Stored items
+-------+

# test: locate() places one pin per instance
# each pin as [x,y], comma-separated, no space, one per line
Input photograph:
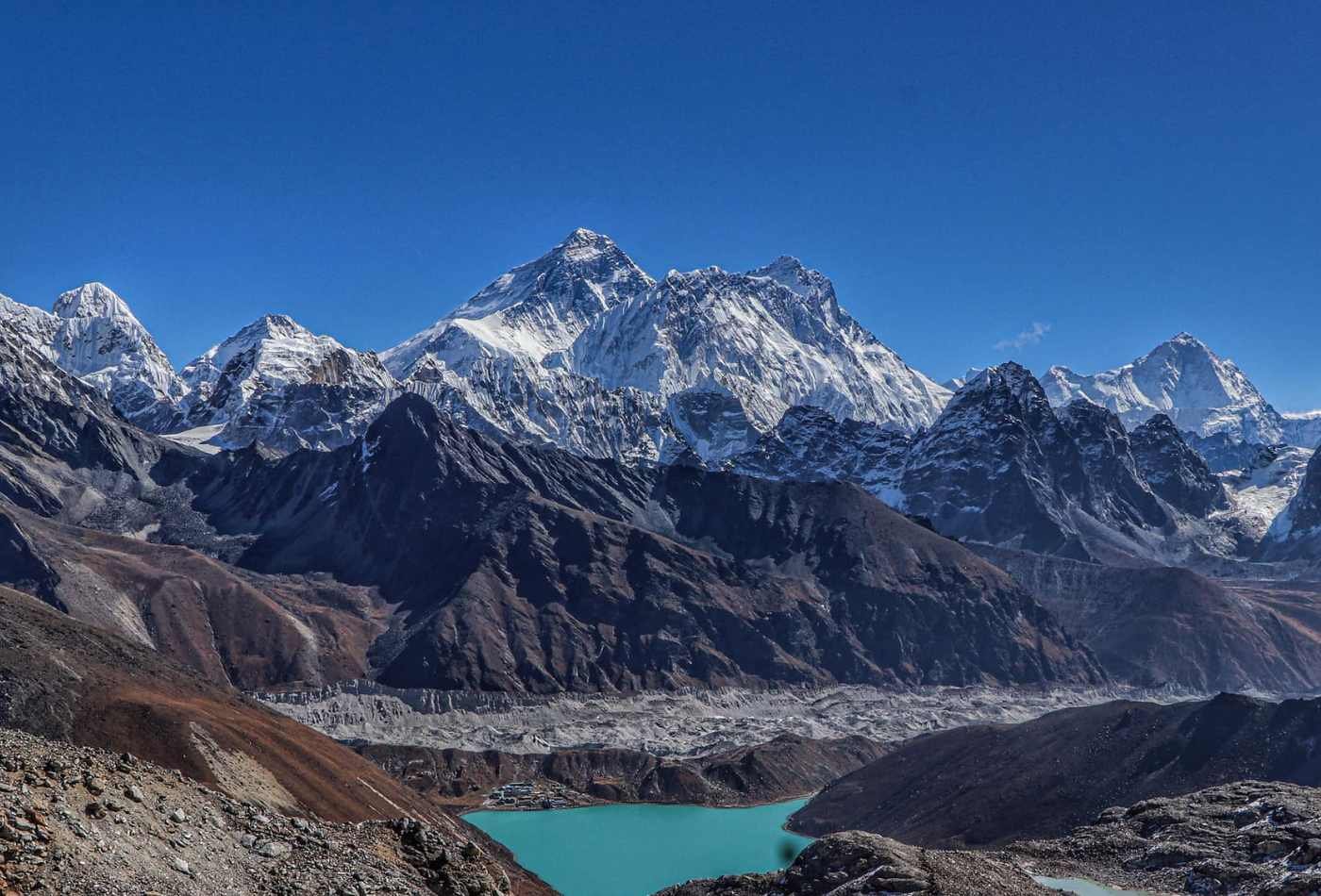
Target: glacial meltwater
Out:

+-------+

◆ WORK INSTRUCTIONS ◆
Wherever a picture appears in the data, please drop it and retype the rest exactly.

◆ WRITTEN RESPONSE ◆
# test: locate() places one pin per instance
# each pin as [x,y], comma-separated, no space, one per line
Input photograph:
Target: glacial meltwater
Out:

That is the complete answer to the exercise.